__WHAT TO PRODUCE__. State how many lines in the entries below contain "tree". Write nothing but the number.

##########

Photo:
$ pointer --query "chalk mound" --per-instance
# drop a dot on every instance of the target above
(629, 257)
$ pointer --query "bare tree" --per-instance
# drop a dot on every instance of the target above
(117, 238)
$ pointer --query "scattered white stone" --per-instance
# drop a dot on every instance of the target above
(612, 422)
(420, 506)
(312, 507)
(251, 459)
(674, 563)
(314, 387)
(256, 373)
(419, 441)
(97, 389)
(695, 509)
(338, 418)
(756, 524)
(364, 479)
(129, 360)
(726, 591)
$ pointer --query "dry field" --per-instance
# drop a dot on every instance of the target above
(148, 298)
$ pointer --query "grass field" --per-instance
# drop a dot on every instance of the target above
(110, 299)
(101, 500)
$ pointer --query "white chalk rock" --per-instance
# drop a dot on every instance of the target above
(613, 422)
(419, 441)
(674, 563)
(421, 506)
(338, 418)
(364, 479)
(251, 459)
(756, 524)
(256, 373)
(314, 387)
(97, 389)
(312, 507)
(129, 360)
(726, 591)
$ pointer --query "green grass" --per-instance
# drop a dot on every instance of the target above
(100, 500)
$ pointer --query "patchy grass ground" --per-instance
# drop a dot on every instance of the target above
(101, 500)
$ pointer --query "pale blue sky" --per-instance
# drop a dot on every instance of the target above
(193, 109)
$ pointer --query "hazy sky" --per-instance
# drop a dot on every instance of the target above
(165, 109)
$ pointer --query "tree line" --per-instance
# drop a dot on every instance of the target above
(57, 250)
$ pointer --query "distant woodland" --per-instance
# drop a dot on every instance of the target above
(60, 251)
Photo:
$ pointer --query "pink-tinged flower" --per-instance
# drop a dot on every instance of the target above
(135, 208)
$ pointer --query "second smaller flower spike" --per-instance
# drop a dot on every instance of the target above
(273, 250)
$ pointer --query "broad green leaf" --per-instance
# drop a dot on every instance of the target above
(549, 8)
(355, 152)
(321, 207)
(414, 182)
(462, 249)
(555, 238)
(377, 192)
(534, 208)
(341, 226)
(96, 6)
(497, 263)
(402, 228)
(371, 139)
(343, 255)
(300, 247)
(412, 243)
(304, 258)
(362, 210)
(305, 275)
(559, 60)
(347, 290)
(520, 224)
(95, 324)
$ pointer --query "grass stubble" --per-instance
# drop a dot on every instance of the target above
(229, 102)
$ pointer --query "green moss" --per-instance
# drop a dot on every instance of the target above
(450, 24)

##########

__PROBLEM SOLUTION__. 2